-- begin --
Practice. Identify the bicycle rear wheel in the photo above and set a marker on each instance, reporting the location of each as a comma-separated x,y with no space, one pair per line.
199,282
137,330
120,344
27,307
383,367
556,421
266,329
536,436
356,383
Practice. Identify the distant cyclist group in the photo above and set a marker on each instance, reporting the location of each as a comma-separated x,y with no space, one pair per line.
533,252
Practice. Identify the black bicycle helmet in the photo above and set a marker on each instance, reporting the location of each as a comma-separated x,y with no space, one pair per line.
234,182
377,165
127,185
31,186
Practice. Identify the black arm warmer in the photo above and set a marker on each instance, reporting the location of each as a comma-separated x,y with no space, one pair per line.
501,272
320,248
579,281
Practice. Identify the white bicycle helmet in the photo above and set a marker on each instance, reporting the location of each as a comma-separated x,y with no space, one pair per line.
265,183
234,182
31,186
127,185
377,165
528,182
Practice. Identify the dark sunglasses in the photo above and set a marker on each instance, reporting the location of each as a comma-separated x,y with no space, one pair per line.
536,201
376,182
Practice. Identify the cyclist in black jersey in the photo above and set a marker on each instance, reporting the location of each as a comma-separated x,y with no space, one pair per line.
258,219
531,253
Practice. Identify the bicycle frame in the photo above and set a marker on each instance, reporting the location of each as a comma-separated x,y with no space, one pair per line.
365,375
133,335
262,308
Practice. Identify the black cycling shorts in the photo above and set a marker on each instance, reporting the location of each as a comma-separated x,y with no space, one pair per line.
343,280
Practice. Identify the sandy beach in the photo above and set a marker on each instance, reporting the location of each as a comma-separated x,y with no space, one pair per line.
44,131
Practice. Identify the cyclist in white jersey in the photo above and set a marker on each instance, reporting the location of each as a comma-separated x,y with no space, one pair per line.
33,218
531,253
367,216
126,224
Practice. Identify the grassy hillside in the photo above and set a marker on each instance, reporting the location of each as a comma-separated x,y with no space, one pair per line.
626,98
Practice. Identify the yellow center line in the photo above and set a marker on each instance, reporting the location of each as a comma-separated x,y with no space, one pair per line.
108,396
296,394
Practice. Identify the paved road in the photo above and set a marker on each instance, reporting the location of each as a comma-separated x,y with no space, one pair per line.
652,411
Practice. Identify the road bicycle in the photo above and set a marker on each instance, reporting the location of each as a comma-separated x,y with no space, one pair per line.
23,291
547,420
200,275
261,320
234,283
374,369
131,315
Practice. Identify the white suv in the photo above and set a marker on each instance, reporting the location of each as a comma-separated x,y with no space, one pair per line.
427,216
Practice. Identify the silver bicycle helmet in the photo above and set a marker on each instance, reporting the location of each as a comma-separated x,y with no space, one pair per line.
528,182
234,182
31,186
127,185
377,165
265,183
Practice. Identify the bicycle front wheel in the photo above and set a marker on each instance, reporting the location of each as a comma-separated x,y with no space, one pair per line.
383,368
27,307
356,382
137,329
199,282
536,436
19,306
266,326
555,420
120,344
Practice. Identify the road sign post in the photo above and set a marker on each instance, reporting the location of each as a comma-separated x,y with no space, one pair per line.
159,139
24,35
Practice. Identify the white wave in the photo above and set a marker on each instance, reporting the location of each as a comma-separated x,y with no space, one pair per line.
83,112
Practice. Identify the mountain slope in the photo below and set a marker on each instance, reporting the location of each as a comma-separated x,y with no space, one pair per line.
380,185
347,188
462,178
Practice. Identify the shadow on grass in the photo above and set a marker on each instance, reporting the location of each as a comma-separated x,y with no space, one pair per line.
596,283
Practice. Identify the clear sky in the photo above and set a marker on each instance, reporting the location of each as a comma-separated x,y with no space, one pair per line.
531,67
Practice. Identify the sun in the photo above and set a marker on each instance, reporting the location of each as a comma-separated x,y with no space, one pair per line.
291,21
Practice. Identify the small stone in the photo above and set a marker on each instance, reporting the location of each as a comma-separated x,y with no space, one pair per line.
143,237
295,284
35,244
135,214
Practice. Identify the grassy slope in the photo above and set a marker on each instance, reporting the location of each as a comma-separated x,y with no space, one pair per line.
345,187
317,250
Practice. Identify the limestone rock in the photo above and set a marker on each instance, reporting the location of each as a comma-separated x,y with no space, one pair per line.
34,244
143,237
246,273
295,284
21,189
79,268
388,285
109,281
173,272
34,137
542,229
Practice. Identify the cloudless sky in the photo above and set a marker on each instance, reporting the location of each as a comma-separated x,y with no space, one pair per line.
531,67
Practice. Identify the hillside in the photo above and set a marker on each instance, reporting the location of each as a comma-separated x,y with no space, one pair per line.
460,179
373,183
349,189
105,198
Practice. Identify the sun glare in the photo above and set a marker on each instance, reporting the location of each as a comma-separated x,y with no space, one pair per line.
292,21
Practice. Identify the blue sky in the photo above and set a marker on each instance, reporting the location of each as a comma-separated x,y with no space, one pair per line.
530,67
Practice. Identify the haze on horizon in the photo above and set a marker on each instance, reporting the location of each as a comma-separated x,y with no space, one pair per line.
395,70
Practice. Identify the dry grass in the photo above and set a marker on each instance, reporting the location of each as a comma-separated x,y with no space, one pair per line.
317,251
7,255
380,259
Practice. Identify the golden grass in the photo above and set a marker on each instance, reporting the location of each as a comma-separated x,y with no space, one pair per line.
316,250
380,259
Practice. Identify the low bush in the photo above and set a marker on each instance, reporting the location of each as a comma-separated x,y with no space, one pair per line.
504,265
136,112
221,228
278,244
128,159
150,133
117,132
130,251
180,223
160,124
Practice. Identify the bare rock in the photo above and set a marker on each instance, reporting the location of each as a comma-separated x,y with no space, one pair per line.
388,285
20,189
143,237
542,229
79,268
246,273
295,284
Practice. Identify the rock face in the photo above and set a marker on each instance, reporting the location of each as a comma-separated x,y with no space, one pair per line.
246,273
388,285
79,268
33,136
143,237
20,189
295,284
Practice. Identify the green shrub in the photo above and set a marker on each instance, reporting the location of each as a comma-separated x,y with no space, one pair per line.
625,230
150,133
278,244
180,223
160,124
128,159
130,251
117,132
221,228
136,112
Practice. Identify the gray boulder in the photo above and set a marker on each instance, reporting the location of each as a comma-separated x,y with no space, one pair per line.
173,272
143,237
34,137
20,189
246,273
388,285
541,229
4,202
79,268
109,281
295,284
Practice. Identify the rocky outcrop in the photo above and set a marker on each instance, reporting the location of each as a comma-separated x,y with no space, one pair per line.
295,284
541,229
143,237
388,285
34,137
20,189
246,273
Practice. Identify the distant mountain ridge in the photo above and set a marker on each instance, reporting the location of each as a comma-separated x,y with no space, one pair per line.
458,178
-- end --
#### [Problem details]
Repeat every line of the records above exactly.

#### [Output of the task]
Practice. Identify the bicycle rear wheel in the photo above and set a marker on each instance, reporting the location of each as a comma-separated x,y with no space, one pair per line.
199,282
137,330
120,344
27,307
383,367
556,421
266,329
536,436
356,383
Practice. Identify the distant cyclist group in the photo above and set a marker on each instance, reporting the location of each as a comma-separated x,y with no space, one pair per line.
533,252
Practice. Identify the black bicycle helmet in the photo above and set a marker on each instance, reporting the location of each as a comma-separated x,y with no space, one pair per line.
234,182
377,165
127,185
31,186
Practice. Identify the black arm warmer in the photo above and set a marker on each instance, reporting the location of each as a comma-separated x,y with no space, one pair per line.
501,272
320,248
579,281
Practice. Identify the white bicycle helmet in the photo above and set a marker on each instance, reporting the location of each as a comma-separated x,y with no space, one pair per line.
265,183
234,182
31,186
127,185
377,165
528,182
Practice. Identify the dark sunglasses in the photo above and set a marker on each instance, reporting the location of each as a comma-separated x,y with no space, one pair per line.
536,201
376,182
Practice. Identify the cyclist in black jersey in the photo above and set a marker on each instance, reporting the location of each as a comma-separated x,y with no space, one pair per line.
258,219
531,253
Practice. Identify the bicycle frame in the photo above and set a marker on each instance, reporting the location of each as a comma-separated x,y with no space, one pair per line.
365,375
133,335
262,308
Practice. Identify the black cycling shorts in the photo above and set a marker on each instance, reporting the location of each as a comma-separated x,y with no space, one pair per line.
343,280
Practice. Identify the sandy beach in the photo above and set a marker on each instance, reporting the location of each as a comma-separated x,y with no space, one pair per line.
44,131
Practice. Identify the cyclist in white jersey in the photo above and set a marker on each instance, reporting the location of each as a comma-separated x,y with no space, one pair per line.
33,218
531,253
367,216
126,224
Practice. Identify the grassy hillside in the photo above and set a marker on each instance, reporting the location of each as a comma-separated x,y with no space, one pair per line.
626,98
Practice. Identify the yellow center line in the photo above and set a marker on each instance, reporting the location of each as a comma-separated x,y with no space, one pair per line.
108,396
296,394
Practice. Identify the paved road in the photo above and set a marker on each instance, reporting the location of each as a comma-separated x,y with no space, one pair per line.
652,411
Practice. Identify the road bicycle in the photo above and set a marker on each instance, reporting the location of each as a comma-separated x,y with no space, one pair per line.
23,291
547,420
200,275
261,320
234,283
374,369
131,315
Practice. Identify the white suv in the photo above and set a marker on each instance, reporting the location of each as a comma-separated x,y with no space, one pair per line.
427,216
Practice. Identify the silver bicycle helmet in the photo above and set a marker on each instance, reporting the location of each as a comma-separated x,y with no space, one pair per line.
528,182
234,182
31,186
127,185
377,165
265,183
Practice. Identify the bicycle front wheel in the photo above and set a marker on each instance, reporting the location of each as a comma-separated x,y with no space, one pair per line.
383,368
27,307
356,382
137,329
199,282
536,436
19,306
266,326
555,420
120,344
Practice. Identify the road sign post in the photo above and set a marker on each instance, reporting the location of each as a comma-separated x,y with no space, one pair per line.
159,139
24,35
Practice. Identify the white wave in the photo above and set a marker on each instance, reporting the location of each as a comma-separated x,y with no space, one pair per line.
83,112
Practice. Identify the mountain slope in the photo below and set a marker on each instance, reporting the location of each as a comma-separated x,y with no space, one pair per line.
380,185
347,188
462,178
Practice. Identify the shadow on grass in the photo above and set a marker on each instance, reporting the location of each as a comma-separated x,y with no space, one pair per line.
596,283
Practice. Identify the clear sky in the photo above and set a marker on each instance, reporting the location of each as a comma-separated x,y with no space, one pair per line.
531,67
Practice. Identify the sun in the photo above and set a marker on each instance, reporting the location of each as a comma-separated x,y with no space, one pair per line.
291,21
Practice. Identify the small stone in the photo above and set a marker on each instance, reporting the location of each as a comma-separated x,y with no space, one pair per line.
143,237
295,284
35,244
135,214
Practice. Identify the grassy slope in the photo above and set a marker on each instance, reporting the location of each as a comma-separated x,y with no space, one pair per line.
345,187
317,250
Practice. Identify the limestone rock in the photo above and set a marker on each instance, reporting the location of each as a comma-separated x,y with no space, one pair per line.
34,244
143,237
246,273
295,284
21,189
79,268
388,285
109,281
173,272
34,137
542,229
Practice. Identify the cloudless sky in the photo above and set a marker on each instance, reporting the location of each as a comma-separated x,y with no space, one pair per line.
531,67
Practice. Identify the hillside in the photo above and set a marker on each instance, reporting the location of each as a comma-separated x,y with no space, one pair per line.
460,179
373,183
349,189
105,198
Practice. Identify the sun glare in the photo above and set a marker on each instance, reporting the location of each as a comma-separated x,y with no space, one pair per line.
292,21
Practice. Identify the blue sky in the photo above and set a marker on each instance, reporting the location of each as a comma-separated x,y with no space, one pair per line.
530,67
Practice. Identify the haze on horizon in the photo above and set a marker on each instance, reporting the location of each as a comma-separated x,y with no space, one pair per line.
395,70
Practice. Identify the dry grass in the photo above and set a marker on each instance, reporting the location of each as a comma-separated x,y with no space, one pair per line.
317,251
7,255
380,259
Practice. Identify the golden grass in the photo above and set a marker on each instance, reporting the location of each as a comma-separated x,y with no space, one pair per line.
316,250
380,259
Practice. Identify the low bush in the photo above and set a marker on each instance, reporting the location of each as a comma-separated x,y with no space, one pair per line.
504,265
136,112
221,228
278,244
128,159
150,133
117,132
130,251
180,223
160,124
Practice. Identify the bare rock in the photo above and set a marker on each instance, reporting the location of each as a comma-separated x,y with no space, one pair per line.
388,285
20,189
143,237
542,229
79,268
246,273
295,284
Practice. Identify the rock face in the photo above and set a marker on each instance, reporting the location of each as a comma-separated x,y with no space, one pair per line.
246,273
388,285
79,268
33,136
143,237
20,189
295,284
Practice. Identify the green shrub in the photo above and set a marker on each instance, reporting the location of each as a comma-separated x,y with no space, one pair per line.
625,230
150,133
278,244
180,223
160,124
128,159
130,251
117,132
221,228
136,112
Practice. Identify the gray boulder in the photo above and set a marker on each instance, reporting the location of each as a comma-separated x,y with no space, one pair per line.
173,272
143,237
34,137
20,189
246,273
388,285
541,229
4,202
79,268
109,281
295,284
Practice. Identify the rocky outcrop in the photo above and set a marker on each instance, reporting the location of each as a comma-separated x,y with no space, one pair per line.
295,284
541,229
143,237
388,285
34,137
20,189
246,273
Practice. Identify the distant mountain ridge in the photo above and set a marker on each instance, reporting the location of each as a comma-separated x,y with no space, one pair per line.
458,178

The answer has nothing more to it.